*** Opening of Material supplied ***
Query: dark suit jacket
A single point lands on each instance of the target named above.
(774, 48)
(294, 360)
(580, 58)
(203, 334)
*** Close of Material supplied ***
*** Opening of Material supplied ***
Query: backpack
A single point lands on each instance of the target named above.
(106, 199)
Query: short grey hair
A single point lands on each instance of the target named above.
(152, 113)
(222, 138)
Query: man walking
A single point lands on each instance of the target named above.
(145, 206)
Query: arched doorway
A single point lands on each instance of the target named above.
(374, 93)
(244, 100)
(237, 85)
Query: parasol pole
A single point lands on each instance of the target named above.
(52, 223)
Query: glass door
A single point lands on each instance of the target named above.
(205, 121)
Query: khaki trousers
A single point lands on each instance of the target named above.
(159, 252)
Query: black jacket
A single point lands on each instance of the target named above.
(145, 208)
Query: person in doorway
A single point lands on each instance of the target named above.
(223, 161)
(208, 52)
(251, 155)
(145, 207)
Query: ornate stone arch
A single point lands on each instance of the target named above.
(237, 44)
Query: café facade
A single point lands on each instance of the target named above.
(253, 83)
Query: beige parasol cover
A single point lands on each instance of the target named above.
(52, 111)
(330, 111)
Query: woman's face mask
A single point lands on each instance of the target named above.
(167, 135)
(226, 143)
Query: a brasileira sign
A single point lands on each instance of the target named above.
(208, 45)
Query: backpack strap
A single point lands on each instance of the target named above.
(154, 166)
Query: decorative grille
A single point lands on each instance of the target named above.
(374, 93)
*** Close of Material supplied ***
*** Opening of Material supplied ***
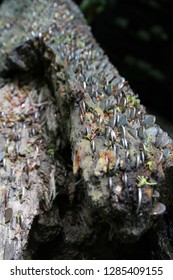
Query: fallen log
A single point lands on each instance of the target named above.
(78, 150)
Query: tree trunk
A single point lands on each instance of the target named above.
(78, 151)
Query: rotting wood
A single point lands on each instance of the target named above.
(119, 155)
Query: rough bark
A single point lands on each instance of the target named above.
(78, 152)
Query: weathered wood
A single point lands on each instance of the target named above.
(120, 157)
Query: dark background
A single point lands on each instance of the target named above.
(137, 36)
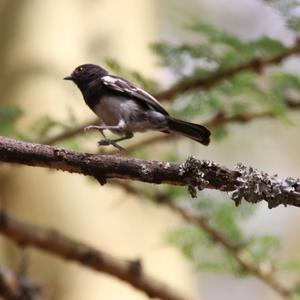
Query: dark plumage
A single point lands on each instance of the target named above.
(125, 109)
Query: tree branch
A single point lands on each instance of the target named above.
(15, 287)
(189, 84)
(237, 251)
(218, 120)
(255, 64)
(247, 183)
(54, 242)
*** Close of Material supplied ***
[What is being asked]
Say how many lines of the entries above include the word "parasol", giving the number alone.

[Response to this task]
2